(Records from a data collection)
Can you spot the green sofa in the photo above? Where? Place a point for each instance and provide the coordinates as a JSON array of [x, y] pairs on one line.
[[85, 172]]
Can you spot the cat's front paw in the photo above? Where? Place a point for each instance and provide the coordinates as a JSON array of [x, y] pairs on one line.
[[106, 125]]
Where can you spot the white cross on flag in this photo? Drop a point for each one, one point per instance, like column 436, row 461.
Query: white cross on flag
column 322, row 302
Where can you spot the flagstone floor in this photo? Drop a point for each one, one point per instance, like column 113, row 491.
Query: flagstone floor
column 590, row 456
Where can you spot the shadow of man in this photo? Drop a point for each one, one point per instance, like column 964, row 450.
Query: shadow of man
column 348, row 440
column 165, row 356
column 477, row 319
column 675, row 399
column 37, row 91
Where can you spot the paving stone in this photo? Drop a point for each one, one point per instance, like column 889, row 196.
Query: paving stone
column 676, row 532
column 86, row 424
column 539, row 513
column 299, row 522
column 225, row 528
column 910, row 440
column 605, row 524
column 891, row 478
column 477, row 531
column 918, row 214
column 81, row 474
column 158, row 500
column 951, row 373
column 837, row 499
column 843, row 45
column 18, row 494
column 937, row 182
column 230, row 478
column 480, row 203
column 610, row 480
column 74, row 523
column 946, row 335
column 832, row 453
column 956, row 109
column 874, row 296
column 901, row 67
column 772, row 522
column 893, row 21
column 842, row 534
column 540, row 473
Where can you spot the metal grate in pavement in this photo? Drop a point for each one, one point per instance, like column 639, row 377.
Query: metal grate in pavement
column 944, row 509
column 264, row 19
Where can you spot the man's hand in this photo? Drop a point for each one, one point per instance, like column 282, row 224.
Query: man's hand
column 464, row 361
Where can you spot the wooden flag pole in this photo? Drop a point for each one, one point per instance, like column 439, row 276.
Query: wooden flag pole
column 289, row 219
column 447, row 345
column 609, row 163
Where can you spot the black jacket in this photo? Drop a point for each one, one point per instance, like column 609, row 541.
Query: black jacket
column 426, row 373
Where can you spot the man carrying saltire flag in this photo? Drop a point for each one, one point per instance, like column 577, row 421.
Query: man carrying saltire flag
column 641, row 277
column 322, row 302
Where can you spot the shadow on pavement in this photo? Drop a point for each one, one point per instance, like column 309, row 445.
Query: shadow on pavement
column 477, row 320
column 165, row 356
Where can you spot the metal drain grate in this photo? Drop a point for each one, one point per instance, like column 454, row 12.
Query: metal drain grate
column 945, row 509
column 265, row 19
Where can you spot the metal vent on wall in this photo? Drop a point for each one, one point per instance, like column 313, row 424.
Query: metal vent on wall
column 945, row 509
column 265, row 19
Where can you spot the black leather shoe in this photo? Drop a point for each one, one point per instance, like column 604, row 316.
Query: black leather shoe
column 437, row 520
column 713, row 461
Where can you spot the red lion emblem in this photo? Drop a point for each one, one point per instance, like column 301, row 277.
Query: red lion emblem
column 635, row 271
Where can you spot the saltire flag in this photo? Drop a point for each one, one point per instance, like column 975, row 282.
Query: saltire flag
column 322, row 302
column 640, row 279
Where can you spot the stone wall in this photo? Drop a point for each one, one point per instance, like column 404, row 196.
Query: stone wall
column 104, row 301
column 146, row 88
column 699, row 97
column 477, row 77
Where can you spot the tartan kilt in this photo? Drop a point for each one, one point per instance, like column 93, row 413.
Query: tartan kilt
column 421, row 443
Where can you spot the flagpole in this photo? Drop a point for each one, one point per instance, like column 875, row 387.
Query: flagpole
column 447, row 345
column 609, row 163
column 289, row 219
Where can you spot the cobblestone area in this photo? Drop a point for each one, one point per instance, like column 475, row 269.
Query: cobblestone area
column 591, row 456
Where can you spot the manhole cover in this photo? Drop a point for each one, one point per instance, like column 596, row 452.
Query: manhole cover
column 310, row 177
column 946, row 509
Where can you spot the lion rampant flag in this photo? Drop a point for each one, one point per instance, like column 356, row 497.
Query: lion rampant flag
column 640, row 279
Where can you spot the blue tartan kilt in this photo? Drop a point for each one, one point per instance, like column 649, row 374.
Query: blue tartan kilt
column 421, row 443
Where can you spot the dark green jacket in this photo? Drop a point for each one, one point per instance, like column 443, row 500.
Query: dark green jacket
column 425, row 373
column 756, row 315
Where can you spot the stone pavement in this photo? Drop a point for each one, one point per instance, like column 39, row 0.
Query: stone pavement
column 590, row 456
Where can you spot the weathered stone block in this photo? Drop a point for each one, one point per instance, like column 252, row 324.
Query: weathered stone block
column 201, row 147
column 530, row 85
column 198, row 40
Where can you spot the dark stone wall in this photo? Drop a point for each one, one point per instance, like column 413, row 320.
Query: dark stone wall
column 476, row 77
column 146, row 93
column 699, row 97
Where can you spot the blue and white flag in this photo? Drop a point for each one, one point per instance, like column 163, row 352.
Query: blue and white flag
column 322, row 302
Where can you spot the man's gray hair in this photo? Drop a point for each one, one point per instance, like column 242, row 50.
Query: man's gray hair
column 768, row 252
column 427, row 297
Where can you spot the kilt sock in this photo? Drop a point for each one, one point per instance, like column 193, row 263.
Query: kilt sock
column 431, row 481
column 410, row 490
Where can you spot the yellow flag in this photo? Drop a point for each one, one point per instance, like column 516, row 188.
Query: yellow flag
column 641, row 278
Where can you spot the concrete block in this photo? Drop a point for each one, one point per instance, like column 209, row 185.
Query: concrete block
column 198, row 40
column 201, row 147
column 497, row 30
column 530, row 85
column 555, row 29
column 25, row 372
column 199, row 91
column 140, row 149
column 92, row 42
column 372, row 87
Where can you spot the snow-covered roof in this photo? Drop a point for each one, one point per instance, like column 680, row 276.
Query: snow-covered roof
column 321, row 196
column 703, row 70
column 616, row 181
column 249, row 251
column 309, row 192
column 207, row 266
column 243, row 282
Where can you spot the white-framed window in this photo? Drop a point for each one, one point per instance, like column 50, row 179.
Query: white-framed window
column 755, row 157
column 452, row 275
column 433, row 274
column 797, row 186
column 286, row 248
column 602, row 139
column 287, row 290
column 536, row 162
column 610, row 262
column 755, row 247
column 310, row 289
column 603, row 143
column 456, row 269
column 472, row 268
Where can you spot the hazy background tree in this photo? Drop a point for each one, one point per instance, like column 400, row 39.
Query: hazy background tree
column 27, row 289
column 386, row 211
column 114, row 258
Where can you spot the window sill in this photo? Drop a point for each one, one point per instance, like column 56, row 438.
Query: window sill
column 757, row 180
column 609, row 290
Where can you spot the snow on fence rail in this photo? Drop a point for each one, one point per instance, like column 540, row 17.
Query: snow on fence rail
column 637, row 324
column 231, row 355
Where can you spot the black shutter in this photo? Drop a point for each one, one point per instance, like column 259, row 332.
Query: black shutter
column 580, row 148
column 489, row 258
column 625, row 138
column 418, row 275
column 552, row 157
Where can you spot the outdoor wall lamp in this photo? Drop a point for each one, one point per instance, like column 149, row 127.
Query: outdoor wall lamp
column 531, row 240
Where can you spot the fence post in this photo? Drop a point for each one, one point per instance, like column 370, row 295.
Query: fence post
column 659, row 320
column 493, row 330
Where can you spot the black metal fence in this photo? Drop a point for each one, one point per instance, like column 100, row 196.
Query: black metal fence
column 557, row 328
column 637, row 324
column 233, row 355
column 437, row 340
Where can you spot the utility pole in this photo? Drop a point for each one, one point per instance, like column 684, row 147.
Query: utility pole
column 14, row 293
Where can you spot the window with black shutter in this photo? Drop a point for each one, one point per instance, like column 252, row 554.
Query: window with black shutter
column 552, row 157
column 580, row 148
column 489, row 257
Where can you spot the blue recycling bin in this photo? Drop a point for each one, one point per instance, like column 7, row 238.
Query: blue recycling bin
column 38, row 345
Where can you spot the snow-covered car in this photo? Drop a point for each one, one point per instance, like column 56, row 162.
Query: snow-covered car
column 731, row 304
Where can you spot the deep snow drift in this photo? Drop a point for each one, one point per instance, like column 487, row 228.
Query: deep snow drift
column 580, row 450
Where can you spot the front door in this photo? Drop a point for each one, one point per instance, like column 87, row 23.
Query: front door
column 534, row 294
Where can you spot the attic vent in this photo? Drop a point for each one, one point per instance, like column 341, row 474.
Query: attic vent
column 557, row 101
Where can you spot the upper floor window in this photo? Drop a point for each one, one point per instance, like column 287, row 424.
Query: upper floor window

* Task instructions: Print from the line containing "Where can you spot the deep" to the last line above, exactly as written.

* Task result:
Where can you spot the deep snow drift in this photo? Drop a point for each one, one point per instance, like column 487, row 228.
Query: deep snow drift
column 580, row 450
Where can you spot the front door in this photo? Drop a point for each one, one point per instance, like column 87, row 23.
Query: front door
column 534, row 294
Where can you spot the attic vent in this photo? Drop a point for each one, one point per instance, like column 341, row 474.
Query: attic vent
column 557, row 101
Where can you spot the upper floor window in this photo? Drop a point for each one, one point per instance, like column 287, row 424.
Query: upper floor window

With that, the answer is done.